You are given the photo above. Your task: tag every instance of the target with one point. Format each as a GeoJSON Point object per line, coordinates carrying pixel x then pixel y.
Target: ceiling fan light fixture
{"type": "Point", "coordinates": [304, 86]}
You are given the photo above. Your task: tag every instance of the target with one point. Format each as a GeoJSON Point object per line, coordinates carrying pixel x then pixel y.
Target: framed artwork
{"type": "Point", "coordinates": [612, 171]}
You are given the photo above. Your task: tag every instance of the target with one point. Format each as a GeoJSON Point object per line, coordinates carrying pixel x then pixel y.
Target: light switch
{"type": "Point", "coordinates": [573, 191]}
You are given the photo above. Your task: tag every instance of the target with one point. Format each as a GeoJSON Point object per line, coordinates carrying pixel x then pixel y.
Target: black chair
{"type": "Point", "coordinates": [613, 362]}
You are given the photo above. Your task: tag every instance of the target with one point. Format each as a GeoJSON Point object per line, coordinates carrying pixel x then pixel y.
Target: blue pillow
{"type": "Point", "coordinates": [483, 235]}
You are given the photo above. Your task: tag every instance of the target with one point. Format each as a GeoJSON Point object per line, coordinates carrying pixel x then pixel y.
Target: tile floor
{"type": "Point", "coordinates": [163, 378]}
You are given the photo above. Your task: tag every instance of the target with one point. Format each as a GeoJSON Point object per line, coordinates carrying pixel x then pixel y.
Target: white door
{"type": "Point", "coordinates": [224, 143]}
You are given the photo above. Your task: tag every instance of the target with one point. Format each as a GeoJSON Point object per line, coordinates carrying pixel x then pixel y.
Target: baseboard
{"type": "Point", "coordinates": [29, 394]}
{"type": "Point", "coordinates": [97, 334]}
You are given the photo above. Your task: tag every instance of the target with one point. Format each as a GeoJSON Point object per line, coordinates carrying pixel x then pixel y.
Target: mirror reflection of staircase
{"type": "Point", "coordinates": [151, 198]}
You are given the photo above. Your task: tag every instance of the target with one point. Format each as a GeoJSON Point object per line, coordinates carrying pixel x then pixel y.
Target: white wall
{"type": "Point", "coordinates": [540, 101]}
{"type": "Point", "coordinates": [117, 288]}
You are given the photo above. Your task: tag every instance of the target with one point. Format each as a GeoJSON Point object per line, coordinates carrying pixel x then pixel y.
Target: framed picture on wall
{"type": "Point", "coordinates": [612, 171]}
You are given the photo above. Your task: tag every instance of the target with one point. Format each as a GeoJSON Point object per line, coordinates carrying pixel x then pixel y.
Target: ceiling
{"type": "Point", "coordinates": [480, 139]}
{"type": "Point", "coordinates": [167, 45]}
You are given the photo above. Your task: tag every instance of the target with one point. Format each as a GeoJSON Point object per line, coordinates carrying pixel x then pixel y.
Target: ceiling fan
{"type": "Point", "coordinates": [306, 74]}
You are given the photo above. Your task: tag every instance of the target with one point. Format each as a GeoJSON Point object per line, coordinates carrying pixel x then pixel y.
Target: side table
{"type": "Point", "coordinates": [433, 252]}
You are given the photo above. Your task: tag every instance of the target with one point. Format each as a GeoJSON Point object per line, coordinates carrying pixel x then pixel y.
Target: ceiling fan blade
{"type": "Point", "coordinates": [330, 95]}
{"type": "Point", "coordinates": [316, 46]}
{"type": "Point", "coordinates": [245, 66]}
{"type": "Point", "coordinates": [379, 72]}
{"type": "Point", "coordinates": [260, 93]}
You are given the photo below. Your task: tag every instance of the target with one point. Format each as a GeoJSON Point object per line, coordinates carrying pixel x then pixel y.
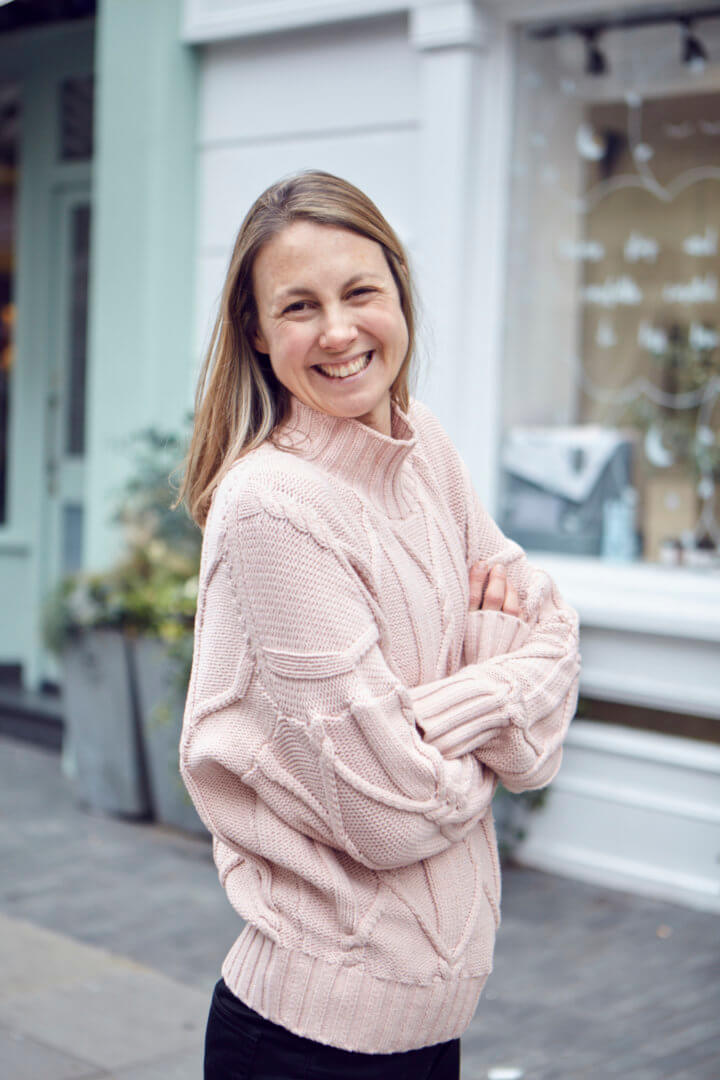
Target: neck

**TASK PROMPT:**
Everything in the listing must be restated word for word, except for the pictures.

**SOLUTION FOR THIS EXERCISE:**
You are given the photo above. Your task: tag every instance of the target with one point. Format each as a GeoJSON Point object per line, coordinates carrying pixel x then pixel y.
Target: ceiling fan light fixture
{"type": "Point", "coordinates": [304, 86]}
You are given the photo above. Your task: tag every instance of the target with one point. Format each as a GeoJSON Point object per line, coordinates carrying pixel x then pixel y.
Target: framed artwork
{"type": "Point", "coordinates": [612, 171]}
You are given the photo above. Your task: tag every instance of the target with one point. Format each as a GeoJSON Point object per line, coordinates carrying pixel x then pixel y.
Target: light switch
{"type": "Point", "coordinates": [573, 191]}
You are given the photo above. Your task: tag every instance of the target with one point. Format each as a GeoJSON Point object per line, coordinates carrying pixel x then pixel y.
Target: black chair
{"type": "Point", "coordinates": [613, 362]}
You are given the photo above. Your task: tag every instance of the target with one point. Format each as a GeoJSON Point object per line, coordinates carrying pixel x then pixel y.
Target: blue pillow
{"type": "Point", "coordinates": [483, 235]}
You are given the photo above. Your task: tag every instance of the target with one point. Format each as a GeoJSON Point object per line, coordinates carrying pixel x then pixel y.
Target: tile floor
{"type": "Point", "coordinates": [163, 378]}
You are given the photo above. Your task: tag every instance of the target with one point. Format each as a GeoJSON Point object per line, coordinates carrying pixel x then pixel y.
Target: white door
{"type": "Point", "coordinates": [224, 143]}
You are given the photo above. Your task: tag every instance of the target with one point. Format each as a GeoJSON Point object per line, coordinates carrying pixel x then pixel y.
Target: baseboard
{"type": "Point", "coordinates": [29, 394]}
{"type": "Point", "coordinates": [97, 334]}
You are given the photo above. Your task: tag every instance of the target with one point. Format each as a GeoJSON Point object per line, coordinates carrying pixel x then pixel y.
Target: mirror reflection of staircase
{"type": "Point", "coordinates": [151, 198]}
You are given the photo above. Your task: tag every instance of the target with one point. Format each as a GeoJSON Point object per line, coordinates carrying pixel x then pixel y.
Target: white wall
{"type": "Point", "coordinates": [540, 101]}
{"type": "Point", "coordinates": [117, 288]}
You are given the photo above. Your task: tag every instance of the target with one point. Format each as a GeoJSON Point object per line, coordinates carrying pixel x then pixel y.
Target: framed picture on wall
{"type": "Point", "coordinates": [612, 171]}
You are given the photo above. Your task: tag every instance of the target with one point. Format each as a GeoJSON Point object per line, coordinates carrying pixel x then pixel y.
Target: ceiling
{"type": "Point", "coordinates": [480, 139]}
{"type": "Point", "coordinates": [167, 45]}
You are given the photo above. Your task: tag every instance of the target with one point. Format each as a GeoJSON Point object per line, coordinates carrying pixel x then pixel y.
Target: ceiling fan
{"type": "Point", "coordinates": [306, 74]}
You are given the photo above. Your task: tag every instance of the target with one point. Format each as a GeoJSON Point object per line, coordinates carrying pixel x then pixel y.
Target: side table
{"type": "Point", "coordinates": [433, 252]}
You are given the photo above. Your task: tag every instance of the target with one point. Format each as a GeoJSON Point object per line, coordinates carrying pixel x then pixel y.
Target: ceiling fan blade
{"type": "Point", "coordinates": [330, 95]}
{"type": "Point", "coordinates": [316, 46]}
{"type": "Point", "coordinates": [245, 66]}
{"type": "Point", "coordinates": [379, 72]}
{"type": "Point", "coordinates": [260, 93]}
You are given the photo below. Your task: tag every instance of the target with one point. Format each as a GeoJSON Point object per line, coordinates carrying pixel x then pixel y.
Target: neck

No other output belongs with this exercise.